#### WHAT NEEDS TO BE DONE
Scan the entries for the word "flagpole". Every line that has it should be copied.

• • • •

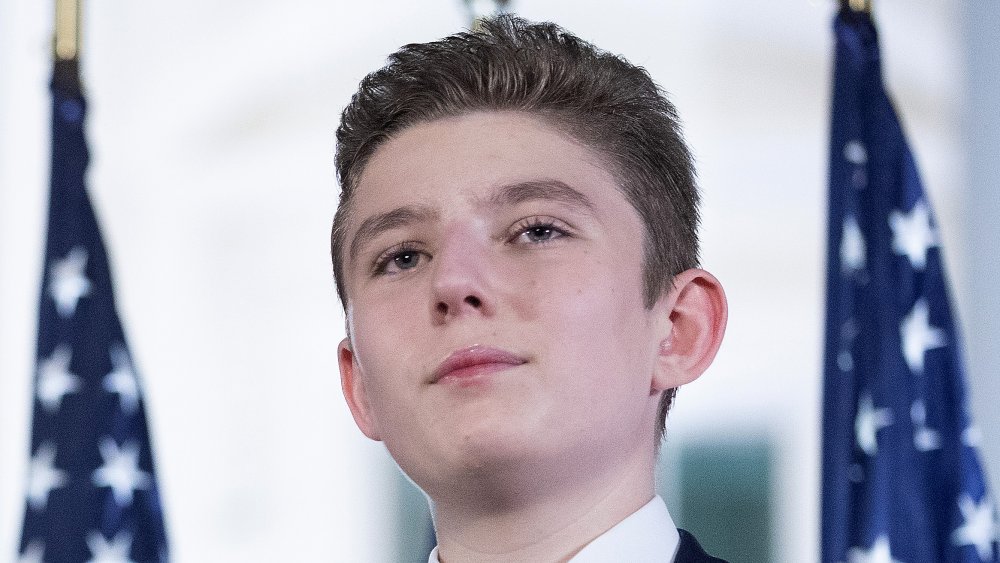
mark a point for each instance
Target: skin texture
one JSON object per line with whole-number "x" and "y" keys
{"x": 494, "y": 231}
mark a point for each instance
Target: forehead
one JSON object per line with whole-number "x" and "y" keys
{"x": 467, "y": 156}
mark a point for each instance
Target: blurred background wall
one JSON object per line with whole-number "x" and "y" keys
{"x": 211, "y": 129}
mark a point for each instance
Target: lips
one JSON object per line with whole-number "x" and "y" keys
{"x": 468, "y": 363}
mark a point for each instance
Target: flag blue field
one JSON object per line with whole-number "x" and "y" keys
{"x": 901, "y": 475}
{"x": 92, "y": 491}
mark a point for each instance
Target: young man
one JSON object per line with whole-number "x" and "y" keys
{"x": 515, "y": 249}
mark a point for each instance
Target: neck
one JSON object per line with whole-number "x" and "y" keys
{"x": 549, "y": 517}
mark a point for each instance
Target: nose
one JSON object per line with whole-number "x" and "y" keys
{"x": 462, "y": 283}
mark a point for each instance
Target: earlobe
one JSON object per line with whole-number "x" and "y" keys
{"x": 352, "y": 384}
{"x": 697, "y": 310}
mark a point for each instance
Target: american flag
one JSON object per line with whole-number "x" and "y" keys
{"x": 901, "y": 475}
{"x": 92, "y": 492}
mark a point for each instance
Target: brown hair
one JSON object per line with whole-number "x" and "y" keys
{"x": 509, "y": 64}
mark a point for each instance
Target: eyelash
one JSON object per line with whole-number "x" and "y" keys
{"x": 530, "y": 223}
{"x": 393, "y": 252}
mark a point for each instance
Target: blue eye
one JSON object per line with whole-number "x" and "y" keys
{"x": 538, "y": 230}
{"x": 540, "y": 233}
{"x": 398, "y": 259}
{"x": 406, "y": 260}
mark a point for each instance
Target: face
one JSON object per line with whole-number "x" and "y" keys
{"x": 495, "y": 303}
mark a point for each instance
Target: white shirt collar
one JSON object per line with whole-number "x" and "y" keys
{"x": 646, "y": 535}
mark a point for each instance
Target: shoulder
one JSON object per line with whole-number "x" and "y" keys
{"x": 690, "y": 551}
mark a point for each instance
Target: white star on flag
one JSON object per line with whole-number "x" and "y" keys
{"x": 55, "y": 380}
{"x": 69, "y": 283}
{"x": 114, "y": 551}
{"x": 979, "y": 528}
{"x": 879, "y": 552}
{"x": 852, "y": 246}
{"x": 120, "y": 470}
{"x": 855, "y": 152}
{"x": 122, "y": 381}
{"x": 868, "y": 422}
{"x": 919, "y": 336}
{"x": 33, "y": 553}
{"x": 43, "y": 476}
{"x": 913, "y": 234}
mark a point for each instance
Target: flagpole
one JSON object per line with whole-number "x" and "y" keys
{"x": 864, "y": 6}
{"x": 66, "y": 45}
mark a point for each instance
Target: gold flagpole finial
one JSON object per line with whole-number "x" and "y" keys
{"x": 66, "y": 43}
{"x": 860, "y": 5}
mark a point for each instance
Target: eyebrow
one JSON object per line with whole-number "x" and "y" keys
{"x": 507, "y": 195}
{"x": 382, "y": 222}
{"x": 552, "y": 190}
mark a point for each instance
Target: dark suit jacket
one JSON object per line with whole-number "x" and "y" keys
{"x": 690, "y": 551}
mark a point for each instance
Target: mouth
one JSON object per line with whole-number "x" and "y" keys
{"x": 468, "y": 363}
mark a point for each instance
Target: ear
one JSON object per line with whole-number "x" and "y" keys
{"x": 353, "y": 385}
{"x": 697, "y": 312}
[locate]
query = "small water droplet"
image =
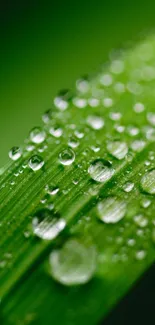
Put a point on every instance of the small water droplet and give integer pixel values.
(148, 182)
(56, 131)
(51, 190)
(67, 157)
(15, 153)
(47, 225)
(73, 142)
(141, 221)
(95, 122)
(36, 162)
(74, 263)
(47, 116)
(128, 187)
(100, 170)
(37, 135)
(106, 80)
(138, 145)
(139, 107)
(111, 210)
(117, 149)
(151, 118)
(140, 255)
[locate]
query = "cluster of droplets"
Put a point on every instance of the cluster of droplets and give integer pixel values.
(104, 140)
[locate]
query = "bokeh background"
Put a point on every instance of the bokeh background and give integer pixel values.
(47, 45)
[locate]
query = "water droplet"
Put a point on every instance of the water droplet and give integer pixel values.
(138, 145)
(74, 263)
(117, 66)
(15, 153)
(37, 135)
(47, 116)
(100, 170)
(117, 149)
(56, 131)
(79, 102)
(151, 118)
(52, 190)
(145, 203)
(133, 130)
(67, 157)
(140, 255)
(139, 107)
(148, 182)
(95, 122)
(141, 221)
(107, 102)
(47, 225)
(115, 116)
(36, 162)
(128, 187)
(131, 242)
(73, 142)
(111, 210)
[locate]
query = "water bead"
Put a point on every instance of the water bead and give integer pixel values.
(46, 225)
(148, 182)
(111, 209)
(36, 162)
(100, 170)
(117, 149)
(37, 135)
(74, 263)
(67, 157)
(95, 122)
(15, 153)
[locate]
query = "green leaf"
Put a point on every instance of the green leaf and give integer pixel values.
(89, 174)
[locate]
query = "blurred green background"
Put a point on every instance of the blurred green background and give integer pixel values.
(46, 46)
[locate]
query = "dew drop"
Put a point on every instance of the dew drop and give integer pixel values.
(100, 170)
(37, 135)
(151, 118)
(47, 225)
(47, 116)
(140, 255)
(128, 187)
(138, 145)
(36, 162)
(148, 182)
(56, 131)
(141, 221)
(111, 210)
(95, 122)
(15, 153)
(73, 142)
(67, 157)
(117, 149)
(139, 107)
(73, 264)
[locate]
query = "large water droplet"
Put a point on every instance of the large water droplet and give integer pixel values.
(47, 225)
(37, 135)
(111, 210)
(148, 182)
(95, 122)
(67, 157)
(74, 263)
(100, 170)
(15, 153)
(36, 162)
(56, 131)
(117, 149)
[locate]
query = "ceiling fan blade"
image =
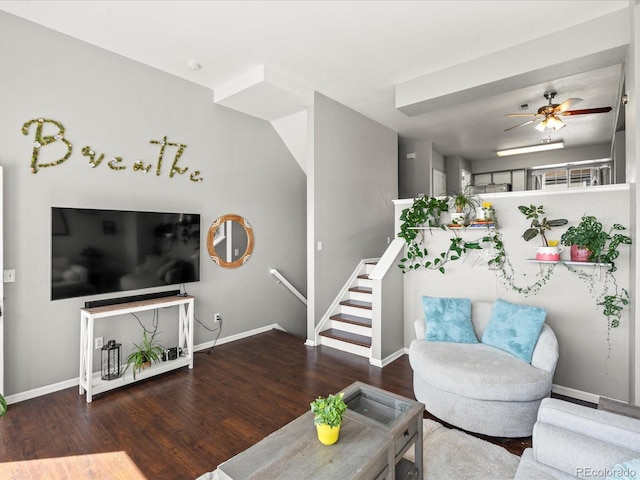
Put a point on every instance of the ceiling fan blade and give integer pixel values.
(520, 125)
(566, 105)
(586, 111)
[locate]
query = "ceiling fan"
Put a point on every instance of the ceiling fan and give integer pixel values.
(550, 113)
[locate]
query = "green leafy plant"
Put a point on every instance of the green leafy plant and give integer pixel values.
(150, 350)
(328, 410)
(602, 245)
(424, 213)
(539, 225)
(465, 201)
(613, 306)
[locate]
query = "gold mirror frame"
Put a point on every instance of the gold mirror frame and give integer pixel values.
(217, 223)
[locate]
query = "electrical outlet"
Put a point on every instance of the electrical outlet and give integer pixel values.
(9, 276)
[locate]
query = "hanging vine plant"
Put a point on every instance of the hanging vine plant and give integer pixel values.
(424, 215)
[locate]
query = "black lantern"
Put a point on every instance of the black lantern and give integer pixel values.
(111, 360)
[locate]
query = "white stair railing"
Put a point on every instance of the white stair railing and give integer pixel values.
(286, 283)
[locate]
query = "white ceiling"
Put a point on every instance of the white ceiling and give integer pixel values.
(355, 52)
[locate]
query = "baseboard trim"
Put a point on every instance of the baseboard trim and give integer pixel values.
(577, 394)
(74, 382)
(238, 336)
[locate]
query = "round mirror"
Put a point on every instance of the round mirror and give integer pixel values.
(230, 241)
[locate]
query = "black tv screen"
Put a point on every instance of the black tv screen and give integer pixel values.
(106, 251)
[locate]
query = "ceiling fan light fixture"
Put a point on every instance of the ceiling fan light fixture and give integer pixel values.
(530, 149)
(541, 127)
(555, 123)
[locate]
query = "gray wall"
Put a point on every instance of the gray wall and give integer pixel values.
(414, 174)
(117, 106)
(354, 181)
(586, 363)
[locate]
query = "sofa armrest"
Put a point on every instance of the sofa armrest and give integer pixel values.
(545, 354)
(580, 441)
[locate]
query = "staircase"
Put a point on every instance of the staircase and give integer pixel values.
(348, 327)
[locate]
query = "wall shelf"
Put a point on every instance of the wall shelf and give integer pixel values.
(569, 262)
(456, 229)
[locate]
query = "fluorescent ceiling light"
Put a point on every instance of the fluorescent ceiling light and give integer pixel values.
(571, 164)
(530, 149)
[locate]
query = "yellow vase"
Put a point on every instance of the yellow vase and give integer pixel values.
(328, 435)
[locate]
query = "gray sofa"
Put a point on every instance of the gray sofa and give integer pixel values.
(480, 388)
(572, 441)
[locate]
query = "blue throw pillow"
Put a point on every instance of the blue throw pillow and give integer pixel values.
(514, 328)
(448, 320)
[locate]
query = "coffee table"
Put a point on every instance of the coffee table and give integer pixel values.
(377, 429)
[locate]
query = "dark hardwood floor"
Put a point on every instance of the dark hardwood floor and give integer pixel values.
(184, 423)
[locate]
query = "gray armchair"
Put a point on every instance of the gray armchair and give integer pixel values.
(572, 441)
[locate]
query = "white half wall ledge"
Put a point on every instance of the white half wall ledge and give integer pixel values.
(265, 93)
(604, 42)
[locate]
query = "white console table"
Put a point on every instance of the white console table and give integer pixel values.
(92, 383)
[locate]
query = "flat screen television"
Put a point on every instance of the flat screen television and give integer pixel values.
(106, 251)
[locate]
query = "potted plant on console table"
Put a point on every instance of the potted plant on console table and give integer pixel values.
(327, 417)
(145, 353)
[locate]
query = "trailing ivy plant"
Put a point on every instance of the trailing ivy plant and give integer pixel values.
(602, 244)
(424, 215)
(539, 225)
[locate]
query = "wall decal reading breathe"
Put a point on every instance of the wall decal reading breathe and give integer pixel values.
(59, 150)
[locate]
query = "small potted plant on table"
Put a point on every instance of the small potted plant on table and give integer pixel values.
(589, 242)
(145, 353)
(549, 250)
(464, 204)
(327, 417)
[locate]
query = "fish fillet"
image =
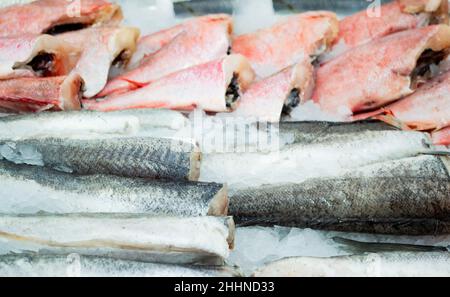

• • • •

#### RESPONSE
Target: flagpole
Target: gold flagpole finial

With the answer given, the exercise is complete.